_Exercise requirements_
**a.** Copy the blog post on yoga and Feldenkrais word for word, starting with "Kristin Hanna is" and going on through "read a biography.".
**b.** Translate this sentence from the blog post on yoga and Feldenkrais into French: "It was a lovely practice that seemed remarkably geared to what I needed."
**c.** Decide whether each statement agrees with the blog post on yoga and Feldenkrais, and answer yes or no, quoting the words that settle it: (i) The writer usually attends two classes a week. (ii) The Arodasi Center is in a new building downtown. (iii) The private session for Functional Integration is set for Friday.

_Exercise text_
I've been reading my yoga books again, in between all of the other books. Maybe the feeling of Spring and regrowth and the beauty of azalea blossoms re-kindled my interest in yoga reading and more devotion in my practice. I do yoga almost everyday, sometimes skipping Sundays, and usually attend two classes a week, but my yoga reading has slowed down in the last few months.
Whether it was picking up the grandchild or moving furniture or a too enthusiastic practice, or a combination (most likely) of all of the preceding and the ever-present scoliosis, I've done something to that right SI joint. As a result, I've been taking slower, gentler, more exploratory sequences of asanas and reading more about joints, muscles, and lower back problems and choosing asanas that calm and strengthen and omitting those that interfere with strength and ease.
I have had a new yoga center on my radar for several months and finally decided to give it a try. It was a lovely practice that seemed remarkably geared to what I needed. The Arodasi Center is located in a wonderful old home in the Highland District, and the teacher, Kristin Hanna, is one of those people who seem intrinsically at home with herself and others. The practice was slow and gentle and left me with the feeling of alertness and peaceful relaxation that I adore about both yoga and tai chi.
Kristin Hanna is also a Registered Somatic Movement Therapist and Educator in the Feldenkrais Method. I'm finding myself with a new fascination and have a one-on-one private session for Functional Integration scheduled for Friday.
It is one of those synchronicitous discoveries -- when reading The Vigorous Mind (the first time), my interest in the workings of the brain and in neuroplasticity was aroused. Norman Doidge's The Brain That Changes Itself (one of my favorite "brain" books) mentions Feldenkrais' work and the way it can change brain patterns.
Here is a bit about the Feldenkrais Method and Moshe's Feldenkrais' work as a physicist, his escape from Nazi-occupied Paris with French atomic secrets, his training of British paratroopers in hand-to-hand combat, and more about his method. Yes, I definitely want to read a biography.
This post on my self-challenge inspired by The Vigorous Mind needs some serious updating, but the journey it set me on has included: becoming a Registered Yoga Teacher, reading more about the brain and neuroplasticity, deepening my yoga practice, and now, perhaps, a new discovery that will further my understanding of the mind/body connection.===========
Have any of you had any experience with Feldenkrais?

(Dataset entries)

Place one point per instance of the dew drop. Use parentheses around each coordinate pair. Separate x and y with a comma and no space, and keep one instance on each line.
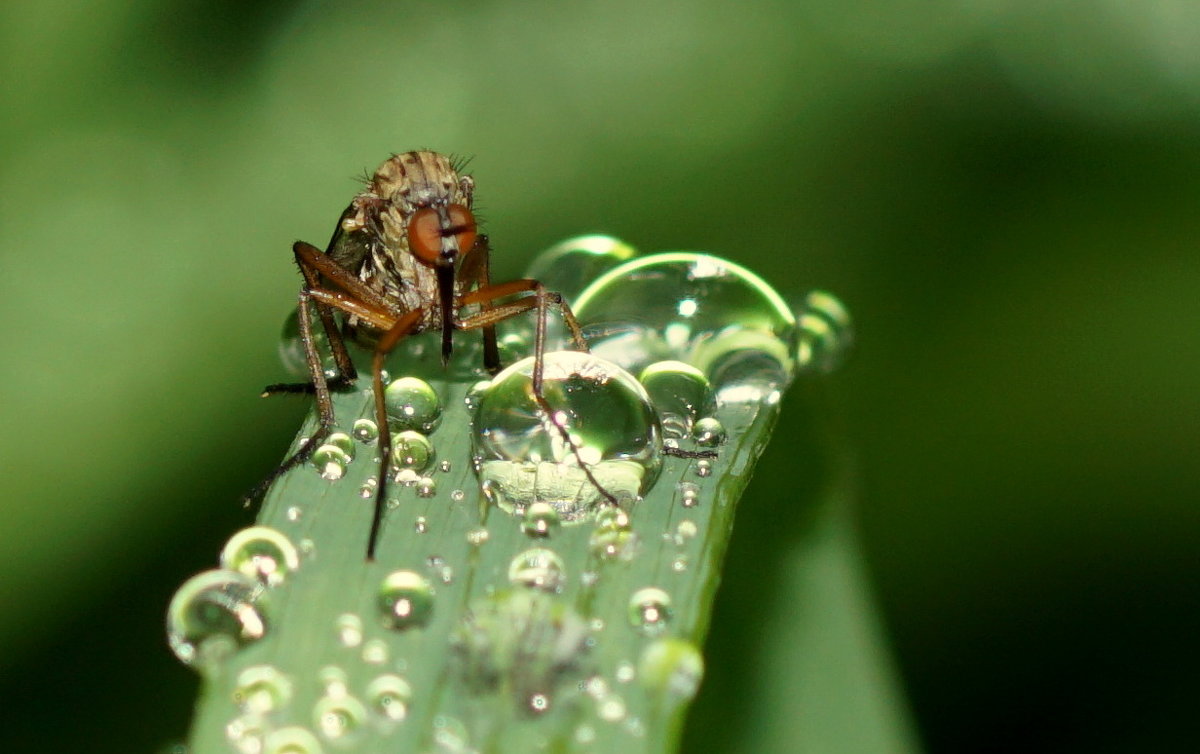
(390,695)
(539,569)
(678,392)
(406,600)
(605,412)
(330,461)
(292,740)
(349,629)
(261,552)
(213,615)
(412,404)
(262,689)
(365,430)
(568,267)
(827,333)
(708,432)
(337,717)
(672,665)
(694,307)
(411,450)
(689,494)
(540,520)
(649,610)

_Solutions in order_
**a.**
Kristin Hanna is also a Registered Somatic Movement Therapist and Educator in the Feldenkrais Method. I'm finding myself with a new fascination and have a one-on-one private session for Functional Integration scheduled for Friday.
It is one of those synchronicitous discoveries -- when reading The Vigorous Mind (the first time), my interest in the workings of the brain and in neuroplasticity was aroused. Norman Doidge's The Brain That Changes Itself (one of my favorite "brain" books) mentions Feldenkrais' work and the way it can change brain patterns.
Here is a bit about the Feldenkrais Method and Moshe's Feldenkrais' work as a physicist, his escape from Nazi-occupied Paris with French atomic secrets, his training of British paratroopers in hand-to-hand combat, and more about his method. Yes, I definitely want to read a biography.

**b.** C'était une pratique charmante qui semblait remarquablement adaptée à ce dont j'avais besoin.

**c.**
(i) Yes: "usually attend two classes a week"
(ii) No: "located in a wonderful old home in the Highland District"
(iii) Yes: "a one-on-one private session for Functional Integration scheduled for Friday"